Please keep to the lines below from the one with "Would you mind pointing out the red" through the one with "Would you mind pointing out the woman singing", and restate them word for word, ends included.
----- DATA SHOWN -----
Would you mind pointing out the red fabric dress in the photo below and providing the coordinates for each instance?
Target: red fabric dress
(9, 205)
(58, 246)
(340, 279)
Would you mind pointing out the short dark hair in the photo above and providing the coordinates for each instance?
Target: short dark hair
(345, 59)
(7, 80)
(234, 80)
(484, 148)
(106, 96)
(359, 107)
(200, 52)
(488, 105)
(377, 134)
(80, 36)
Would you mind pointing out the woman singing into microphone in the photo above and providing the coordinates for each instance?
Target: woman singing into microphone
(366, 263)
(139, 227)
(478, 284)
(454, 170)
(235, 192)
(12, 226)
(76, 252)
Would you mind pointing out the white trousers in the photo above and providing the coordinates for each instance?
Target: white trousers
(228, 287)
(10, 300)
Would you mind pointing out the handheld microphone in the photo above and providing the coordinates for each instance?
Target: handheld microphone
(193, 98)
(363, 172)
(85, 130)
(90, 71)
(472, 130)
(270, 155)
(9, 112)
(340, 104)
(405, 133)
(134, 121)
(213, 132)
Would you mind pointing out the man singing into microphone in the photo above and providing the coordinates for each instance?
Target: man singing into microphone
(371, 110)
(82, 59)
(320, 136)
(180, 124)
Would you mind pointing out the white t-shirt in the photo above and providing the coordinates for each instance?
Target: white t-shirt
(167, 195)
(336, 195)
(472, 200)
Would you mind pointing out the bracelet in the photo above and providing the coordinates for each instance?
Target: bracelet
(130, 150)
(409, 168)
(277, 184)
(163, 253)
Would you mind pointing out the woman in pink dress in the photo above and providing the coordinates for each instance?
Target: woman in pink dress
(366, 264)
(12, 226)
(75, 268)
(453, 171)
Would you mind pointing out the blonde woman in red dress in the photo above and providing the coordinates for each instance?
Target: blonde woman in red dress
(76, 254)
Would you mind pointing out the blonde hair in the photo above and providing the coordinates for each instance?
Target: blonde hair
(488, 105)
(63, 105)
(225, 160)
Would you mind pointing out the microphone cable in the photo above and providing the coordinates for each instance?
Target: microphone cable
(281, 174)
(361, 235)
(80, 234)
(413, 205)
-----
----- DATA SHOWN -----
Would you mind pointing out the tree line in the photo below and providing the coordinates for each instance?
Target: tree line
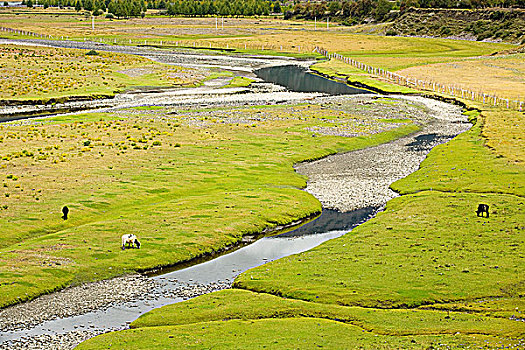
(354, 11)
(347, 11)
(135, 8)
-----
----- DATA SHOWN -----
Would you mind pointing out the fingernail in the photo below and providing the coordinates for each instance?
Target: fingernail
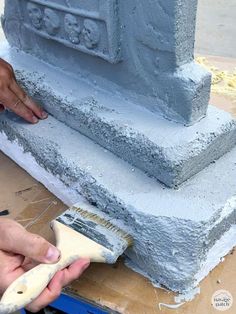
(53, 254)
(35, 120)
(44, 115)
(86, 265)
-----
RESULT BELOW:
Would you mind pointing out the red fabric dress in the photo below and providing the coordinates for each instance?
Target: red fabric dress
(9, 205)
(58, 246)
(340, 279)
Would you mind pointing out the short dark hair in the photo above and providing the coordinates for each instance?
Target: short dark hair
(345, 59)
(7, 80)
(234, 80)
(484, 148)
(106, 96)
(359, 107)
(200, 52)
(488, 105)
(377, 134)
(80, 36)
Would you mind pointing out the woman singing into microphone in the photo above and providing the coordinates for each instance?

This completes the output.